● **WHAT YOU NEED TO DO**:
Using the passage below about Marcelino Serna, say yes or no to each statement, and quote the words that decide it: (a) Serna was born in Chihuahua City, Mexico; (b) Serna did his basic training at Fort Morgan, Colorado; (c) Serna spent his first Armistice Day in a hospital.

--- PASSAGE FOR REVIEW ---

The headline in the El Paso Herald-Post on Veterans Day, November 11, 1970 read “Hero of World War I Rides in Parade” and went on to tell the amazing story of Marcelino Serna. Private Serna was awarded the Distinguished Service Cross, Purple Heart and Victory Medal (United States decorations) along with the French Medaille Militaire and two Croix de Guerre and the Italian Merito de Guerra. The article added that Private Serna spent his first Armistice Day in a hospital recovering from his wounds that he received about a week earlier on November 7, 1918 while participating in the Meuse-Argonne offensive.
Private Serna was born in 1896 in Chihuahua City, Mexico and came to work in the United States on his own in 1916. He worked for the Atcheson Topeka and Santa Fe and later the Union Pacific railroads before settling in Colorado to work on a sugar beet farm. He was picked up by Federal authorities checking draft status. Serna chose to enlist in the Army, rather than being deported, at Fort Morgan, Colorado. He then went on to Camp Funston, Kansas for his basic training. Upon completion of basic, he was sent overseas in Company B, 255th Infantry, 89th Division. The group became part of some of the fiercest battles of the war including Lucey Sector, St. Mihiel, Evenzin Sector and Meuse-Argonne.

--- RECORDED INFORMATION ---

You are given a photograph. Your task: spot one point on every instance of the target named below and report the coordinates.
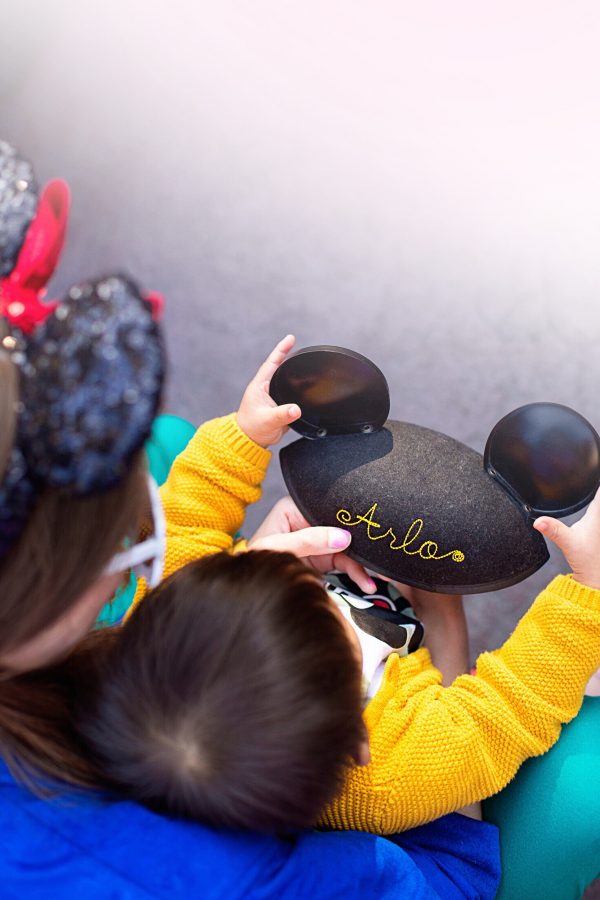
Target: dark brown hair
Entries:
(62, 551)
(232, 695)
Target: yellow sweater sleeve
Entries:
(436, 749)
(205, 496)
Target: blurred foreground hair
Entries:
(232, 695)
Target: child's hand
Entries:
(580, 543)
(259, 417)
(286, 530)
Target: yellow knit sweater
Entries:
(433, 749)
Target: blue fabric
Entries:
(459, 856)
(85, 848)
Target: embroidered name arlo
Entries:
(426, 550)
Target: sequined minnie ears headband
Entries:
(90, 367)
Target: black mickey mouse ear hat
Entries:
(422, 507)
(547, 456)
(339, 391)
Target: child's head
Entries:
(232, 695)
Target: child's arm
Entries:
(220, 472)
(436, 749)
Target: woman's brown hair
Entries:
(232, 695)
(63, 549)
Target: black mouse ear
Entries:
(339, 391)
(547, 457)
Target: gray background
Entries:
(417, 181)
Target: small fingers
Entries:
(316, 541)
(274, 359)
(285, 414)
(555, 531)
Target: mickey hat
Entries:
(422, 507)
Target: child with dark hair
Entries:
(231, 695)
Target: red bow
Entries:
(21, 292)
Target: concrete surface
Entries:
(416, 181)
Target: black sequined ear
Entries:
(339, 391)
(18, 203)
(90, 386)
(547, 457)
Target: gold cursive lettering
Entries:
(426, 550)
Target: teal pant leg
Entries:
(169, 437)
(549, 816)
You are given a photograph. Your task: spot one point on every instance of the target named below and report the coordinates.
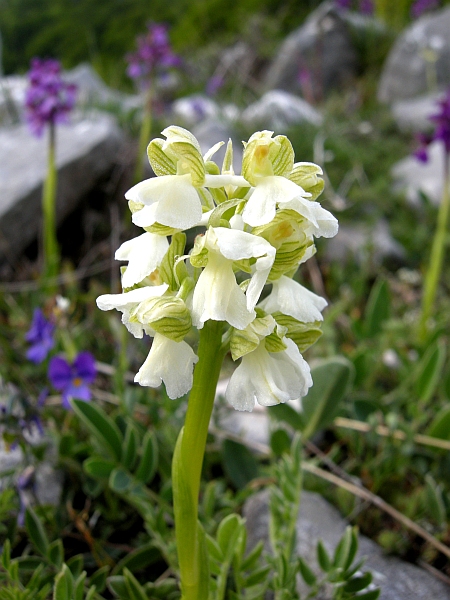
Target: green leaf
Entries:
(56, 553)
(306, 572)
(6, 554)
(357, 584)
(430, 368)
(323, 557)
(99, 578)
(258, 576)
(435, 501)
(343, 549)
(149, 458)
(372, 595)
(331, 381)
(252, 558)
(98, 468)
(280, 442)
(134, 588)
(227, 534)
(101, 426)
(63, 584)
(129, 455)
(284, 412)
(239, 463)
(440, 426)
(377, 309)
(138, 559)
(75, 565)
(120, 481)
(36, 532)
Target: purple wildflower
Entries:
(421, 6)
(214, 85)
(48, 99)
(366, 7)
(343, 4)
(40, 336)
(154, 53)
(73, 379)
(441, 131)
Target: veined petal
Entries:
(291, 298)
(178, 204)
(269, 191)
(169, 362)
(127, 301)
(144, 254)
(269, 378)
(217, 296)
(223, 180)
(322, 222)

---
--- RECORDED INFORMATION ---

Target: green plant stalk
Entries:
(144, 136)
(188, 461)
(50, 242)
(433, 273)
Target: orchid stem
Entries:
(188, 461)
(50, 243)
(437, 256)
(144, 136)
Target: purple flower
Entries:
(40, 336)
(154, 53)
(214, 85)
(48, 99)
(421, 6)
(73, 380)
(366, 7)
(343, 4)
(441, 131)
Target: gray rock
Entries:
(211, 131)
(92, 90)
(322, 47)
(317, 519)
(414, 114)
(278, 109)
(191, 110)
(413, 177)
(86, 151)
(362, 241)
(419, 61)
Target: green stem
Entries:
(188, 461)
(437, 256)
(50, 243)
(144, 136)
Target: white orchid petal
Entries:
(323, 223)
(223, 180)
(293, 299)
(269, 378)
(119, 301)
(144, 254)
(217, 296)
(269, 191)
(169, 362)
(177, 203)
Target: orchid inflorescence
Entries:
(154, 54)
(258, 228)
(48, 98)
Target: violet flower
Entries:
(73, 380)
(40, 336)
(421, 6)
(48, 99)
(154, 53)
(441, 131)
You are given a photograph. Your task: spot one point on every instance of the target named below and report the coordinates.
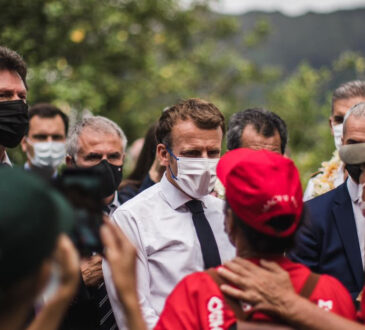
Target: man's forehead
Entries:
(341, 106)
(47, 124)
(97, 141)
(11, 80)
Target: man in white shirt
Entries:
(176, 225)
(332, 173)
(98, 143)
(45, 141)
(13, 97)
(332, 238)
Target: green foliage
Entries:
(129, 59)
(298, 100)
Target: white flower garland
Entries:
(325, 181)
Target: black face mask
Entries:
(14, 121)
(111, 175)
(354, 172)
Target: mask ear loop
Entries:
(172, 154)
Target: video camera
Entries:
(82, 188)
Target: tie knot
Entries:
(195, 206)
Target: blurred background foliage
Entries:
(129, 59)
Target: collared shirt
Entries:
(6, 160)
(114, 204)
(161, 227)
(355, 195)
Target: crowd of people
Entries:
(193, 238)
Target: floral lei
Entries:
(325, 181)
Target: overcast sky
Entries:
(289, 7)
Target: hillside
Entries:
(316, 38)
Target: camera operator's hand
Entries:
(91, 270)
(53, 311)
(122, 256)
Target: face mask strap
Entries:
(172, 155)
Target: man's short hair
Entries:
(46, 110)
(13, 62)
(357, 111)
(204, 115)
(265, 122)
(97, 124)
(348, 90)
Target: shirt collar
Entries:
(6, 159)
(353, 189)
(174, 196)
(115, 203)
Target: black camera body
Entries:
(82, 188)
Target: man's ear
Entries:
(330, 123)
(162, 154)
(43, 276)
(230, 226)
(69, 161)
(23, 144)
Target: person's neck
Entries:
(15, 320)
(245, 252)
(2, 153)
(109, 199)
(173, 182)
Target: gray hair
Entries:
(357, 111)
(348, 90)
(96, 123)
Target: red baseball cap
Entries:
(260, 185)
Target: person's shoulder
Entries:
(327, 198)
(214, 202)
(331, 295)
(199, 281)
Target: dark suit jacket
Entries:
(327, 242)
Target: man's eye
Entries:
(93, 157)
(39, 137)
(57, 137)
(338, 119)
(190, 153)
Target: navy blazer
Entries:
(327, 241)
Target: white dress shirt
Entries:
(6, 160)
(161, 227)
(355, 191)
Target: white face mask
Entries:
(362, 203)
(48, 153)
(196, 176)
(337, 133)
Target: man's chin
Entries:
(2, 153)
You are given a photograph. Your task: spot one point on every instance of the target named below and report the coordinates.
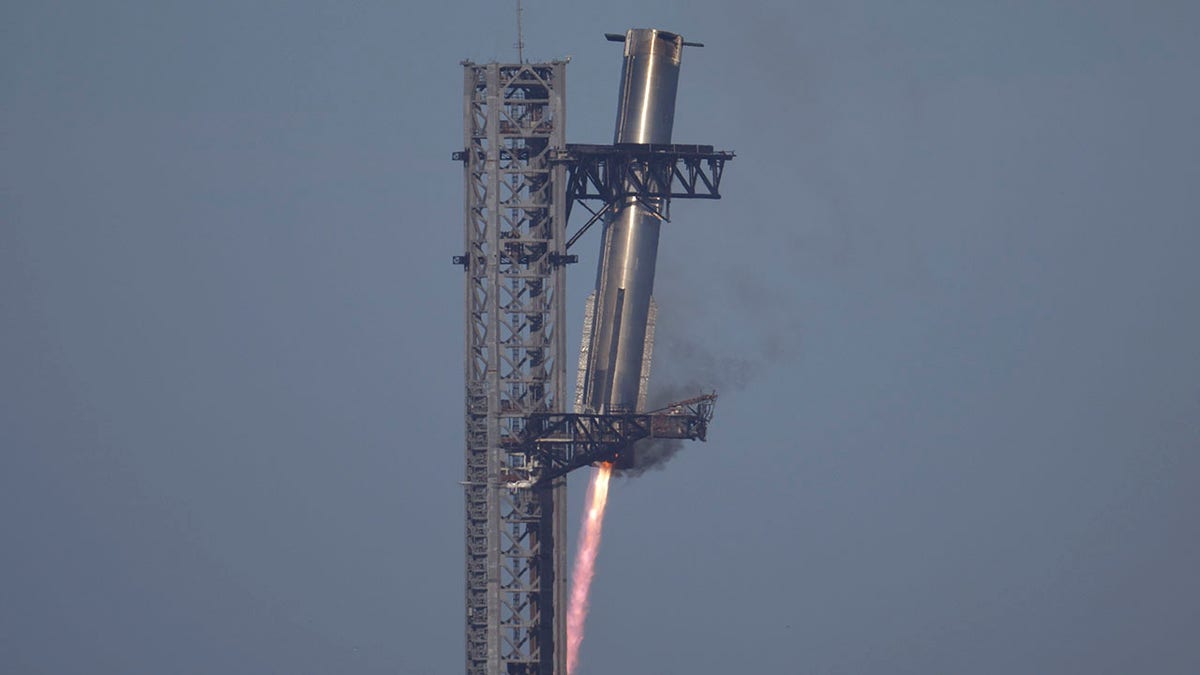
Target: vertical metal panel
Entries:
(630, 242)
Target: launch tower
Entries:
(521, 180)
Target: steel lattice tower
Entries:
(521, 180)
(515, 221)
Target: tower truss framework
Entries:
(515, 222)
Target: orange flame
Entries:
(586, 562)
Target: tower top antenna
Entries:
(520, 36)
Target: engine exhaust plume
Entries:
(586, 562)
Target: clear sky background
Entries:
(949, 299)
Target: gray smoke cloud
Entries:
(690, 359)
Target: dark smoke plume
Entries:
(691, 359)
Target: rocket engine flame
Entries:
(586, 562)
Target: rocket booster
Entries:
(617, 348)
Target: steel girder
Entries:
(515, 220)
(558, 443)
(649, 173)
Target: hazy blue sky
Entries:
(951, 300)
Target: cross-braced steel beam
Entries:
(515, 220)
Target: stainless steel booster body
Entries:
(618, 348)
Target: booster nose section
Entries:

---

● **WRITTEN REPLY**:
(a) Yes: "Private Serna was born in 1896 in Chihuahua City, Mexico"
(b) No: "He then went on to Camp Funston, Kansas for his basic training."
(c) Yes: "Private Serna spent his first Armistice Day in a hospital recovering from his wounds"